Task set:
(1) Display each line of the listing below that contains the string "jacket", copied without changes.
(2) Carry the passage about Banzhaf and early computer hacking further, starting right after its last sentence.

Banzhaf says it helped encourage him to establish that computer programs could be protected by copyrights, to publish the first major study of computers and the law, develop a new mathematical computer technique for determining voting power, help reform the U.S. copyright statute to deal with computers and data processing, provide an early warning about the dangers of hackers affecting the 2016 elections, and more.

Indeed, according to a recent study, an article Banzhaf wrote about Murphy's law while still a student at MIT - his first legal article, the law professor now jokes - helped encourage many modern coders to use "FOO" and its variants in writing computer programs.

According to an upcoming book, "Cult of the Dead Cow: How the Original Hacking Group Might Just Save the World!," Beto O'Rourke's involvement as a member of the hacker group was largely positive, and helped lead to his subsequent involvement with politics.

Indeed, Beto O'Rourke's hacking group reportedly coined the term "hacktivism" - the use of technology to promote social change - and O'Rourke himself apparently helped women to join the group, argued with neo-Nazis in chat forums, and avoided the darker aspects of hacking.

Indeed, Reuters has reported: "There is no indication that Beto O'Rourke ever engaged in the edgiest sorts of hacking activity, such as breaking into computers or writing code that enabled others to do so."

The hacking by Banzhaf and his fellow students was likewise benign; more an attempt to see if and to what extent they could use the technological skills they were acquiring to manipulate their environment than to cause any harm or even embarrassment.

For example, MIT students hacked into the world-wide telephone and data transmission systems used by various branches of the Defense Department, into which they obtained unauthorized access from phones in labs at MIT doing research, and providing support for those military facilities.

As a result, according to one report, it was not uncommon for a tech savvy student at MIT to phone his girl friend just across the river at Brandeis by way of a very very long distance but free call routed through Alaska, Germany, Saudi Arabia, and then the Panama Canal.

Records for the task:
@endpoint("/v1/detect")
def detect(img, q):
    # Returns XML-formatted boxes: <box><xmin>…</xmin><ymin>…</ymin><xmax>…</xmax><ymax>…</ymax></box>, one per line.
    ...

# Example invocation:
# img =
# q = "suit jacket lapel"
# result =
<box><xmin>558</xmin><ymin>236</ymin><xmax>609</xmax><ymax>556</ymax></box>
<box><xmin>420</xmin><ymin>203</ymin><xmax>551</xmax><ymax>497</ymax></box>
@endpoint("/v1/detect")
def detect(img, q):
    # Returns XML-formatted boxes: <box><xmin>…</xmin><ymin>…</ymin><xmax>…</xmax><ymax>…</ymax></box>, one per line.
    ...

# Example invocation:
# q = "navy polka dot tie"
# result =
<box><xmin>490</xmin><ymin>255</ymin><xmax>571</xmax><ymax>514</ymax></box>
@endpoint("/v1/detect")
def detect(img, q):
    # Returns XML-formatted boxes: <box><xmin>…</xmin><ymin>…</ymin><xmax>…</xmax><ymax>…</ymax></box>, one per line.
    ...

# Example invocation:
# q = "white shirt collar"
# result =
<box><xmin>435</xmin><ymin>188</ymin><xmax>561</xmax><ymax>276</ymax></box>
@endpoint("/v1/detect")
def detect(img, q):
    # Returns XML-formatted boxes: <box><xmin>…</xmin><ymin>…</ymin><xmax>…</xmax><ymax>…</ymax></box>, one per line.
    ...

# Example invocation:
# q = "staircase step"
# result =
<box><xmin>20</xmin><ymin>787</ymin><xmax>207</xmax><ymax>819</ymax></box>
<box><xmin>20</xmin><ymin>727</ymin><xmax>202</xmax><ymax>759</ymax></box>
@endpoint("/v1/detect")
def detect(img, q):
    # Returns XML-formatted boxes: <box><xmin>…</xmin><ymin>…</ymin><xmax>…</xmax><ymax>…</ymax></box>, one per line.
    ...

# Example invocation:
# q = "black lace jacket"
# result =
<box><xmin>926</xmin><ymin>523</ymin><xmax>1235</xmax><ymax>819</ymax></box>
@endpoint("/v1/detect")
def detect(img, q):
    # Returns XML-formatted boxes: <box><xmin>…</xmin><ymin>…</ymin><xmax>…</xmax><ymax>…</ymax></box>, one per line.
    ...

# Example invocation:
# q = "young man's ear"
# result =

Task answers:
(1)
# q = "suit jacket lapel"
# q = "black lace jacket"

(2)
Actually using a new skill or newly-acquired knowledge to achieve an interesting result in the real world, rather than just in a university laboratory or as part of a writing assignment, was the underlying idea behind these earlier hacking efforts, and to some extent remains a factor today.

Indeed, Banzhaf's earliest legal forays - writing computer programs and then successfully copyrighting them; filing a Fairness Doctrine complaint with the FCC which led to free time for antismoking messages and millions of lives saved, as well as a ban on cigarette commercials; filing a brief amicus curiae using mathematics to have major voting systems rules ruled unconstitutional - have been described by some as legal hacks; more an attempt by a law student to use and test his newfound legal knowledge, rather than a result of a crusading and self-sacrificing ethical crusade of the type then typified by Ralph Nader.

Despite the often negative connotations, and the image of nerds living in their parents' basements, hacking isn't necessarily bad or evil, and hackers aren't necessarily antisocial recluses - as Beto O'Rourke, Professor Banzhaf, and many others have demonstrated.

Thus, argues Banzhaf, while people should not vote for Beto O'Rourke just because he used to be a hacker - even of the so-called "white hat" type - they also should not hold it against him.

JOHN F. BANZHAF III, B.S.E.E., J.D., Sc.D.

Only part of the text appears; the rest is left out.